» **Objective**: Copy the data from the line containing "Locate every green" through the line containing "0 111 320 179", substituting "Respond" for each "Reply" and changing nothing else. Give only those lines.

» **Dataset rows**:
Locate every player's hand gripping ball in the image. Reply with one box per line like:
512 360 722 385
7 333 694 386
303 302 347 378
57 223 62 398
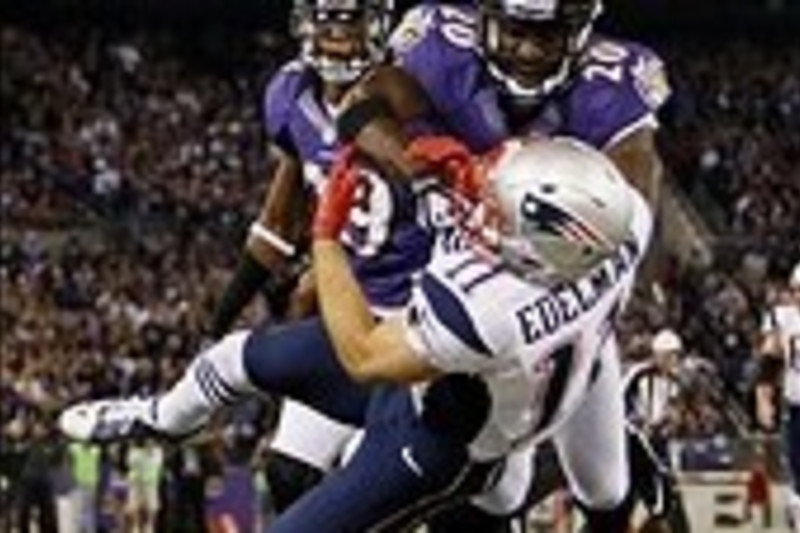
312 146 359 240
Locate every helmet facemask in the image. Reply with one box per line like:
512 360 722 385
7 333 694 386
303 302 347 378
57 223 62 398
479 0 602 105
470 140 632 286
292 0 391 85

---

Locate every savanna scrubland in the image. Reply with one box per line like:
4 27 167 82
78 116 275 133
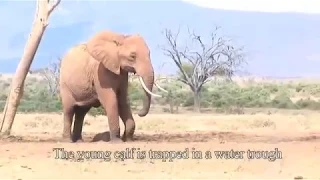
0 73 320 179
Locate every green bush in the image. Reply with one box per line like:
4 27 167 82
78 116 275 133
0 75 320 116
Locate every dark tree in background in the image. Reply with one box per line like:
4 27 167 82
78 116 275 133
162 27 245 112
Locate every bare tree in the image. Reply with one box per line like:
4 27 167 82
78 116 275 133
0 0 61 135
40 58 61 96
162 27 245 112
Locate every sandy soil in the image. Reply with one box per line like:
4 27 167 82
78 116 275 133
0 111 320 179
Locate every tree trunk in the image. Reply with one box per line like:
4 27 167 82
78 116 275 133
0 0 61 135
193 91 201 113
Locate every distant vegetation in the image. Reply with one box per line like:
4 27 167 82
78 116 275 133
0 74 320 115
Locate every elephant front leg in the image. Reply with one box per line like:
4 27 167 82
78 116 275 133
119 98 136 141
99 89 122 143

* * *

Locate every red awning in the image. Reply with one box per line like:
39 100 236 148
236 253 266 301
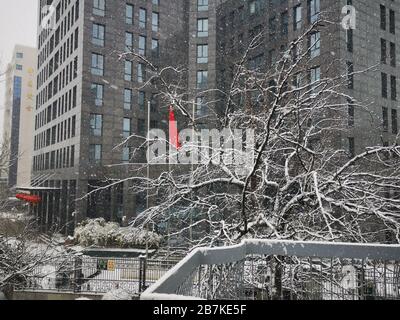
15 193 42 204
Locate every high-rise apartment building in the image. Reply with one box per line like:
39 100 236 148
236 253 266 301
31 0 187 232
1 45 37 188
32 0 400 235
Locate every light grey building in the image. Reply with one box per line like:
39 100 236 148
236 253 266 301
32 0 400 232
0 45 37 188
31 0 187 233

» **Solution for this task**:
Locate every green bush in the image. Respond with one box per line like:
4 27 167 82
78 116 275 133
0 75 320 116
Locate every dark tree in background in the image. Respond with one box per line like:
4 27 167 82
78 116 275 133
162 27 245 112
Locate every bare tree in the image. Respond with one box per line like:
4 27 167 82
78 116 275 133
0 0 61 135
40 58 61 96
162 27 245 112
Locate every sandy soil in the image. Respond with one box per line like:
4 27 167 82
78 116 275 133
0 111 320 179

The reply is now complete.